=== EXCERPTED TEXT ===

Make x the subject of the equation y = {2(1+x)}/(3x+1)

This is an A* grade extension GCSE maths question on rearranging equations.

The question is asking us to find an equation that would represent x. In the question this x appears on the denominator (bottom half) and numerator (upper half). So the first thing we have to do is multiply out by the denominators to get rid of them. Lets do this one by one.

This gives:

y(3x-1) = 2(1+x)

To simplify the equation, we expand (multiply out) the bracket on the right hand side (RHS). Which gives us:

y (3x - 1) = 2 + 2x

Now we do the same thing to the left hand side (LHS):

3yx - y = 2 + 2x

Now, since we want x by itself, it is better to group x all together. So, we want to have the everything with x on the LHS and everything without an x on the RHS.

To do this, we'll have to add y to both sides and take away 2x on both sides to the above equation. 

3yx - y + y - 2x = 2 + 2x + y - 2x

As you can see, the positive and negatives will cancel and so this will give us:

3yx - 2x = y + 2

Excellent. Now we've made everything a lot simpler and makes it easy to answer the question. As you can see, x on the LHS is the common factor. So if we take out the x on the LHS like: 

x(3y - 2) = y + 2

we can see that to get x by itself, we will then need to divide both sides by 3y - 2 like so:

x(3y - 2)/(3y - 2) = y + 2/(3y - 2)

As you can see the (3y - 2) on the LHS will cancel and so this will give us:

x = (y + 2)/(3y - 2)

And there you have it!

=== SUPPLIED DATA ===

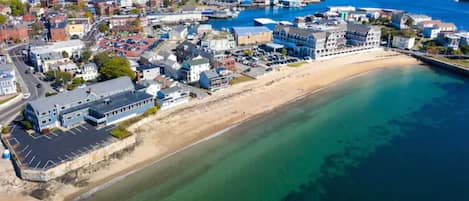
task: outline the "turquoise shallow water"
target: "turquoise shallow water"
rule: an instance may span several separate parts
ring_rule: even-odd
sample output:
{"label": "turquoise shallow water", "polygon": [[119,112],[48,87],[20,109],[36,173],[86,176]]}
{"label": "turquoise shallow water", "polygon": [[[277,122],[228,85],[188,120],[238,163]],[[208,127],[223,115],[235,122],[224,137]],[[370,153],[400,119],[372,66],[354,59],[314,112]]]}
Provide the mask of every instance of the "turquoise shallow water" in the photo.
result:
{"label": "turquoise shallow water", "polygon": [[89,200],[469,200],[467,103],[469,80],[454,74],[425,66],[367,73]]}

===

__SET TASK__
How does the worked example on rearranging equations describe the grade level of its question? The listing can be left aside; nothing here depends on it.

__OUTPUT FOR THIS EXERCISE__
As an A* grade extension GCSE maths question.